Stored items from a collection:
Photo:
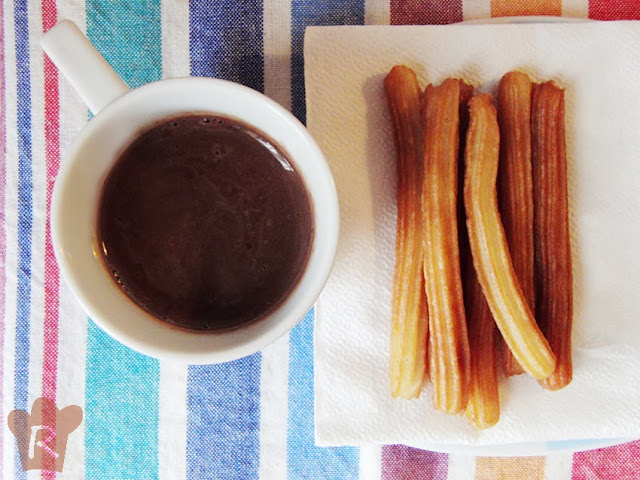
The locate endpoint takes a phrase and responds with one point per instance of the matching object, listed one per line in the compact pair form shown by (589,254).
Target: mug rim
(194,347)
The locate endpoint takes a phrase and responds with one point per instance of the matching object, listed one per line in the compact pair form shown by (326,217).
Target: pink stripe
(3,177)
(621,462)
(400,462)
(51,277)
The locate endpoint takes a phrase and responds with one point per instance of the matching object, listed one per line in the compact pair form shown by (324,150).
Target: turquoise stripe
(121,436)
(304,459)
(121,414)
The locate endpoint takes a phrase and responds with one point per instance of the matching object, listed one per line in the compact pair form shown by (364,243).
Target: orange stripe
(505,8)
(498,468)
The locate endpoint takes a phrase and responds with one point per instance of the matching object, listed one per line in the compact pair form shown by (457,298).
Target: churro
(448,342)
(489,248)
(554,283)
(409,325)
(515,185)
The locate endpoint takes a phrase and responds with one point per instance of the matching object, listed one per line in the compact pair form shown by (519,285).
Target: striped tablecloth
(145,419)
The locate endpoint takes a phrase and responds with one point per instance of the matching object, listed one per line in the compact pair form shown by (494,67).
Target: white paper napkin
(599,64)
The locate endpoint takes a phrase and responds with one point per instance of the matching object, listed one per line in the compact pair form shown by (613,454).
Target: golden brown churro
(448,342)
(489,246)
(554,283)
(483,409)
(516,187)
(409,308)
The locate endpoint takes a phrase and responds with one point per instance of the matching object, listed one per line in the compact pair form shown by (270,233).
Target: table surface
(145,419)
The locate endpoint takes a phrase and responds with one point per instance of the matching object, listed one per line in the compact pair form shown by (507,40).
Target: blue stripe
(305,460)
(226,40)
(121,429)
(223,420)
(223,401)
(322,12)
(25,189)
(121,417)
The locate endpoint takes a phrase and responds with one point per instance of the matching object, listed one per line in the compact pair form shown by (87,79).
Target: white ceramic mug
(120,115)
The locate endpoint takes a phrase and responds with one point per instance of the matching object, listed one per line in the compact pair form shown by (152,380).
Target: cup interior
(75,208)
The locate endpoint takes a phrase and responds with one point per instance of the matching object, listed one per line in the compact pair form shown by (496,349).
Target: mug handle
(78,60)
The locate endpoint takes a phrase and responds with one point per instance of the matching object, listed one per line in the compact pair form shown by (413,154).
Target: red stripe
(51,277)
(425,12)
(621,462)
(614,9)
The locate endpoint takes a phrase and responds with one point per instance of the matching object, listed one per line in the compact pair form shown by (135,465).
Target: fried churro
(554,282)
(409,326)
(483,409)
(448,341)
(515,186)
(489,248)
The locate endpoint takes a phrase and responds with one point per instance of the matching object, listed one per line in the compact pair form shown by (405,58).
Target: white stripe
(558,466)
(376,12)
(38,212)
(11,217)
(461,467)
(370,462)
(472,9)
(274,374)
(575,8)
(72,321)
(172,421)
(277,51)
(175,39)
(172,395)
(274,383)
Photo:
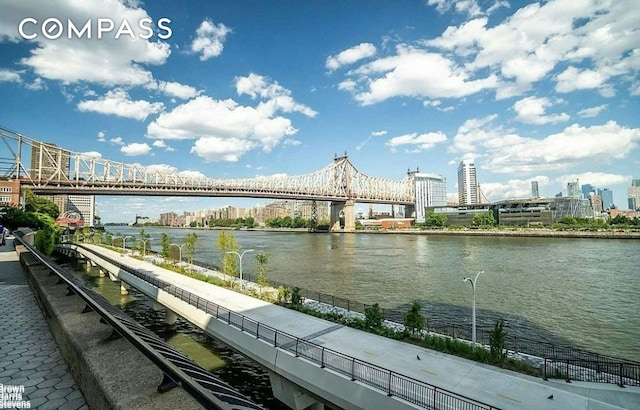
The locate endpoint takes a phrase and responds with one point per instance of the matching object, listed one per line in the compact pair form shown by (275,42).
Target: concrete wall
(111,374)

# REQUIRED WORK:
Set down exactly and only the lines from the line that contains "shown by (135,465)." through the last line of the entries above, with both of those lines included and the pictures left out.

# OUTPUT BELOW:
The locate endpoint takes a phrase and responds with one point per instance of the matching object, listed one per line in the compact pair form shown by (135,465).
Target: fried churro
(554,282)
(409,326)
(483,409)
(448,341)
(515,186)
(489,248)
The locate endpoint takes a phrase and responds with one point per instance of the matching object, listed one per line in the compact pair form shown by (405,58).
Target: white stripe
(558,466)
(376,12)
(38,212)
(11,217)
(461,467)
(370,462)
(472,9)
(274,374)
(575,8)
(72,321)
(172,421)
(277,51)
(175,39)
(172,395)
(274,383)
Photo:
The locate endpoint takes a phrase and responds with one point per instance of the matching object, listed one per line in the compact pair form shown by (275,42).
Target: concrete wall
(111,374)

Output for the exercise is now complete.